Sunday, 2 October 2016

Salvaging the Past Eternal

In WLC 2 – Cosmological Argument (“God Did It”), I wrote about Craig’s Argument from First Cause, focussing more on where he goes with assumption that the universe has a beginning rather than on that assumption itself.  In A Little Expansion on the Lightness of Fine-Tuning, I presented a perspective in which the expansion of the universe is time (that is not a typo, I mean “is time” not “with time”).

Now I understand that not everyone will be on-board with the idea that what we perceive as time is the expansion of the universe, so just take what follows as an explanation as to why I personally reject Craig’s claim that the universe began with the Big Bang (or if he’s sufficiently honest with himself, shortly before the Big Bang).

If universal expansion is time, then it would seem to make sense that if you ran everything backwards, you’d see the universe shrinking from its current size back to about something the size of a grapefruit.  There wouldn’t be a constant speed of shrinkage though, because the rate of expansion of the universe is inversely proportional to the age of the universe.  You’d see the shrinkage increasing in speed as you wound the clock back, right up until you got to the grapefruit and then … nothing.

EXERCISE TASK 1> In the post on whether the universe had a beginning, what size does the universe shrink back to when everything is run backwards?
EXERCISE TASK 2> Gather every line of the entries that contains the word "white".

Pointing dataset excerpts
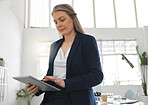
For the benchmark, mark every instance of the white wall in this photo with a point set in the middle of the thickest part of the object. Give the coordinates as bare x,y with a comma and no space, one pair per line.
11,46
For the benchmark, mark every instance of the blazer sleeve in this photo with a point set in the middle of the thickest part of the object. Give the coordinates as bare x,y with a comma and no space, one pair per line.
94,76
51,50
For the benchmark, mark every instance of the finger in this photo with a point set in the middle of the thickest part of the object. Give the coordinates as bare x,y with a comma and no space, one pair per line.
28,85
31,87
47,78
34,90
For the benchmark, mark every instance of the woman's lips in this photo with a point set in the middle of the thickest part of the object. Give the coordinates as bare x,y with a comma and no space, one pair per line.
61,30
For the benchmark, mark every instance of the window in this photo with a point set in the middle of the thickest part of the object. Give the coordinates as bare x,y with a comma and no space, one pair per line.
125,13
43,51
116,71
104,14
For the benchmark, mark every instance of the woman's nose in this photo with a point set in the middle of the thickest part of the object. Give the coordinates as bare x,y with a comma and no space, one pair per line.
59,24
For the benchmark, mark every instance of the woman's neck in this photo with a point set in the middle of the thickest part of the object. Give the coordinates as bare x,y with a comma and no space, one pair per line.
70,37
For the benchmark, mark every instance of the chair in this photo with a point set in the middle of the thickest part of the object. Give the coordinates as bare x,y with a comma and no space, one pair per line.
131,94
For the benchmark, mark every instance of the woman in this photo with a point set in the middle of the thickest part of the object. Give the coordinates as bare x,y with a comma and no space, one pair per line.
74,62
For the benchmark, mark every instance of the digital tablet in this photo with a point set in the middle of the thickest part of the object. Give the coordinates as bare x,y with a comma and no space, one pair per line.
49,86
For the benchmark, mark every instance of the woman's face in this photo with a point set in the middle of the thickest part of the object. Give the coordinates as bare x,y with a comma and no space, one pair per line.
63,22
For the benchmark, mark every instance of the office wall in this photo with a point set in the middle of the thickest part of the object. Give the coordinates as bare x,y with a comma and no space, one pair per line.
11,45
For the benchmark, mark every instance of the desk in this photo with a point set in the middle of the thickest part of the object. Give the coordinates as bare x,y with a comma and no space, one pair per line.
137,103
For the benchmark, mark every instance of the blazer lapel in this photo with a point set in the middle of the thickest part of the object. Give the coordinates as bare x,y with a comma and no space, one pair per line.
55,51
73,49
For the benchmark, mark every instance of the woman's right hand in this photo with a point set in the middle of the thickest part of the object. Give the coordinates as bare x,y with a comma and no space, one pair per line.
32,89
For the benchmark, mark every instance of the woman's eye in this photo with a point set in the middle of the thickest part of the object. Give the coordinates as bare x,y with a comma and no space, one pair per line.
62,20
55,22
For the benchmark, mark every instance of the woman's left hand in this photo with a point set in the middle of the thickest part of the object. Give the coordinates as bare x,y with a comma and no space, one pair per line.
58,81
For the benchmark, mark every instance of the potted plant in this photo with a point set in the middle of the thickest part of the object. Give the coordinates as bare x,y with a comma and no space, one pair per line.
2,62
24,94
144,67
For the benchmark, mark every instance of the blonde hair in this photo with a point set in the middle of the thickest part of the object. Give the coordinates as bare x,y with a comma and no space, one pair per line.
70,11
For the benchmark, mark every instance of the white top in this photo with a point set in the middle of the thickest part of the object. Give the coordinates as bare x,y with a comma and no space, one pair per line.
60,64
* * *
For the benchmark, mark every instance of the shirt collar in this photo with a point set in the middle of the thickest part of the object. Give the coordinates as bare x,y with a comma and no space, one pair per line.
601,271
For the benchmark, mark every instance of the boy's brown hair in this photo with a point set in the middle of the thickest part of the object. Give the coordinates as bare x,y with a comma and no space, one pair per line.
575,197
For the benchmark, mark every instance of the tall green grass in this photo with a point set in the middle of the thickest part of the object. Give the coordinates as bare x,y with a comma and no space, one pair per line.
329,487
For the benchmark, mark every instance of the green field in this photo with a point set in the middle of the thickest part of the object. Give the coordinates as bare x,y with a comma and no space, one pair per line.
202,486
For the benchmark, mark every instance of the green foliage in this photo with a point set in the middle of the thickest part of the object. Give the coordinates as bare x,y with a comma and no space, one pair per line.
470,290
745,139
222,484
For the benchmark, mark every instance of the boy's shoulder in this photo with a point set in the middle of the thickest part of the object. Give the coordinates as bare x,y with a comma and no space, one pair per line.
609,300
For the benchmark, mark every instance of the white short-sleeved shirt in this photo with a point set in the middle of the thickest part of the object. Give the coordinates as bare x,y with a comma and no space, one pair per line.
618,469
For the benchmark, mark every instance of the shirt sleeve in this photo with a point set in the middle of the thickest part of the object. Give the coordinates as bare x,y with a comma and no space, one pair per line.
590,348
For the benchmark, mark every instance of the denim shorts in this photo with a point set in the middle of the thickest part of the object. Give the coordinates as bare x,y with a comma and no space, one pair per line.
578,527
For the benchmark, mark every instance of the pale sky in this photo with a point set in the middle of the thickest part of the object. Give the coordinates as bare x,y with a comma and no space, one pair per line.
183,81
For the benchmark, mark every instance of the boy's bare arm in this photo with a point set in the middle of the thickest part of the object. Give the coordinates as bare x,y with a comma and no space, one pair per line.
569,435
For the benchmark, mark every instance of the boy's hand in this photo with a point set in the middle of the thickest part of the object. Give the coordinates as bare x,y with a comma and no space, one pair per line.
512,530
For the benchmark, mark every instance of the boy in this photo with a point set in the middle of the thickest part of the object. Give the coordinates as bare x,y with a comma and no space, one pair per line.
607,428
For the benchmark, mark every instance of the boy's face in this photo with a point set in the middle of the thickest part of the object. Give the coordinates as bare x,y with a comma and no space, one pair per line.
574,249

TASK OUTPUT 1> Something about the size of a grapefruit.

TASK OUTPUT 2>
For the benchmark, mark every instance of the white wall in this photo with a point set in the middle of the thickest part of the object. Give the coordinates as bare x,y with a comma and no space, one pair per line.
For the benchmark, mark every instance of the white top in this photo with a point set in the middle of the thickest part of the object. Give the coordinates as bare x,y with a comma and no space, one pair per line.
For the benchmark, mark every instance of the white short-sleeved shirt in this photo with a point set in the middle of the thickest part of the object. Give the coordinates as bare x,y with a comma and no space, one pair per line.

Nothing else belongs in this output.